Quoted text>
■ ■ ■

No that’s on the various design agencies that sell “custom websites” and instead they just slap together a 59$ theme and a dozen plug-ins. Most customers don’t know shit about the web and they just trust the agency to do a professional job. And in my 10+ years of experience as a freelancer I’ve seen plenty of agencies taking advantage of clients.

2 comments

WordPress has the same problem as PHP: it's too easy to do what you want the wrong way. The right way is great, but the wrong way is easier, cheaper, more common, more documented, etc.
Totally agree.

Wordpress used as a CMS where you build everything from scratch using built in functions and the absolute minumum number of plugins (in my experience it was exactly 1, ACF) can generate sites that are solid.

I have projects I built a decade ago that are still online, are still running and haven't been hacked.

The problem is that the overwhelming majority of WP sites aren't built like that. Because "there's a plugin for that". And you end up with these monster sites with dozen of plugins, each importing their own scripts and styles, all injecting their own crap, all bringing in their own issues. And you use those on kitchen-sink style themes that are designed to do everything and end up doing nothing well.

But that's the inevitable result when you lower the barrier to the point where one can just click buttons and install whatever.

Supply and demand.

These businesses exist and operate the way they do because of customer desires. The customers could hire better agencies but for a number of reasons don't.

Sorry but saying that it’s “customer desire” is nonsense. Most customers don’t have the skills to judge the work they receive. They know they need something done. They trust someone. How are they supposed to know if what they got was subpar? It’s like that in every profession. You have to trust that the person on the other side is professional and more often than not they’re not.

■ ■ ■

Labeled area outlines
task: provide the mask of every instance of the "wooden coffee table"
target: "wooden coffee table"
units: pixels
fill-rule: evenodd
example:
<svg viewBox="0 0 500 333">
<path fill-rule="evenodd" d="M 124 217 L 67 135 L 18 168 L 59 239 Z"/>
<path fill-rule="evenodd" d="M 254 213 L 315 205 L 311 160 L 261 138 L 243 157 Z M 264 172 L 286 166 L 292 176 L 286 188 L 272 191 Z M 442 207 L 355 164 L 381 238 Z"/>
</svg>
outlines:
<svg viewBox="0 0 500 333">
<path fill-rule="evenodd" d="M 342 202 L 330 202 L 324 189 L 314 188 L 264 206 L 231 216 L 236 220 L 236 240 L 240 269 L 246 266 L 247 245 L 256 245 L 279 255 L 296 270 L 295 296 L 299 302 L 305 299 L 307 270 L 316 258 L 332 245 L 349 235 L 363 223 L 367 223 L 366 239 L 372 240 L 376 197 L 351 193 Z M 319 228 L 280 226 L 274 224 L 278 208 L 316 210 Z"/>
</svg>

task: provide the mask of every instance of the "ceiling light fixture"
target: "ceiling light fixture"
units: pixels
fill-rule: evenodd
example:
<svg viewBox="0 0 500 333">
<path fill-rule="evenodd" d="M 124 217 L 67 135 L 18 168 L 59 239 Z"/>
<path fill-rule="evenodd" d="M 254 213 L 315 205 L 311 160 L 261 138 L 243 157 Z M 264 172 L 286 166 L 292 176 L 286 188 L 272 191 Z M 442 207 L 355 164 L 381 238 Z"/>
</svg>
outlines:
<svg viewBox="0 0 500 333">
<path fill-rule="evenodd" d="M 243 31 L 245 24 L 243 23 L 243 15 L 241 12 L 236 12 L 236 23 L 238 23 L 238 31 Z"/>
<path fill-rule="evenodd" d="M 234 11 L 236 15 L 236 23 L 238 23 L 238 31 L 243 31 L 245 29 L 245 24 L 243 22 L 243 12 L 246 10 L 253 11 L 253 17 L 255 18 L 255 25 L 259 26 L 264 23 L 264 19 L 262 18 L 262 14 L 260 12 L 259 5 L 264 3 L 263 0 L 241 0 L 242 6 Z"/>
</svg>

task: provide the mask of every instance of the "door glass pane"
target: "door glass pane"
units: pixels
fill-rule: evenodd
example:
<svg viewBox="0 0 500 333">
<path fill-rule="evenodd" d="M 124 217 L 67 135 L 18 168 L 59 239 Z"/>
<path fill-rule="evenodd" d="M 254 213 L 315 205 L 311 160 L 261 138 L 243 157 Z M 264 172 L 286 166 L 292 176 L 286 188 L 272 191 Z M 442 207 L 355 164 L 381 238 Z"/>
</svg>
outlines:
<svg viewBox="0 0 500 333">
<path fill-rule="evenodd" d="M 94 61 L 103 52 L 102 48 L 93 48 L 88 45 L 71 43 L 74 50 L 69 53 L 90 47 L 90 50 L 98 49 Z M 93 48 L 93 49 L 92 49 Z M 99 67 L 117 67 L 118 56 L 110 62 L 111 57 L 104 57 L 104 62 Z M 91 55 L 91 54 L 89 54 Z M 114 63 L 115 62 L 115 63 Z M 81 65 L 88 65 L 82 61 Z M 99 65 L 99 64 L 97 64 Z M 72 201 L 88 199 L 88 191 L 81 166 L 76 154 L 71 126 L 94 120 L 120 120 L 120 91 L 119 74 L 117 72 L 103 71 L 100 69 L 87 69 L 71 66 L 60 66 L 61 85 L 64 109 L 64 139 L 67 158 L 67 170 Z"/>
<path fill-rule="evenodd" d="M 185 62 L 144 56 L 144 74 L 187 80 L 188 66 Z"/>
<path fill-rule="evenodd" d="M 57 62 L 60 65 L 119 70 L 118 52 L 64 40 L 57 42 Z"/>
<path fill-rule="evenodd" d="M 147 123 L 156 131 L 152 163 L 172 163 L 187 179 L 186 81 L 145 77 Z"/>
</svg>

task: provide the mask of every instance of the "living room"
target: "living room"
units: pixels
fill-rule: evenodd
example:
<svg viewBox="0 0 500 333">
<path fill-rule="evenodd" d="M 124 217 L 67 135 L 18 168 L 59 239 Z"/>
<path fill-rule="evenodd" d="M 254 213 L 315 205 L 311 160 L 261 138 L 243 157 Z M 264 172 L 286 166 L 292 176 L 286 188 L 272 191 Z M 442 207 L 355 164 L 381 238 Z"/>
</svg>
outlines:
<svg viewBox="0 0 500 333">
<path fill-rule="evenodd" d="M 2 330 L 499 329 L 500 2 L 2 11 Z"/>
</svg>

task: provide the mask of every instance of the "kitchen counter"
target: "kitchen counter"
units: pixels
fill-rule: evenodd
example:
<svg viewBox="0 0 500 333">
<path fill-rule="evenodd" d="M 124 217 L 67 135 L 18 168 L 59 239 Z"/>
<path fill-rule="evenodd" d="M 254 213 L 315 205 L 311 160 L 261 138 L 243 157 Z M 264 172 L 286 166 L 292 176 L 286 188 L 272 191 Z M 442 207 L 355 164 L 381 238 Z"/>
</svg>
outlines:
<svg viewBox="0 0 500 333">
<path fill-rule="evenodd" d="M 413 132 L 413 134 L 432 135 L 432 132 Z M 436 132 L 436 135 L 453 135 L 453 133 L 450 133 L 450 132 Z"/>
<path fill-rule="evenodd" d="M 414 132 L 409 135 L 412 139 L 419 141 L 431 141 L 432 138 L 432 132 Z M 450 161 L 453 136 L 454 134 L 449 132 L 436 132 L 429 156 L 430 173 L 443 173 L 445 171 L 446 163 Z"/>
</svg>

■ ■ ■

Aim 1>
Answer these questions from the WordPress discussion:
(a) What price does the first comment give for the theme that agencies slap together?
(b) Which plugin is named as the only one used when building sites from scratch?
(c) What problem does WordPress share with PHP, according to the discussion?
Aim 2> Pick out every line of the records that contains the word "glass". Case counts.
The text and the records come from separate, unrelated sources.

Complete answer 1>
(a) 59$
(b) ACF
(c) It's too easy to do what you want the wrong way.

Complete answer 2>
task: provide the mask of every instance of the "door glass pane"
target: "door glass pane"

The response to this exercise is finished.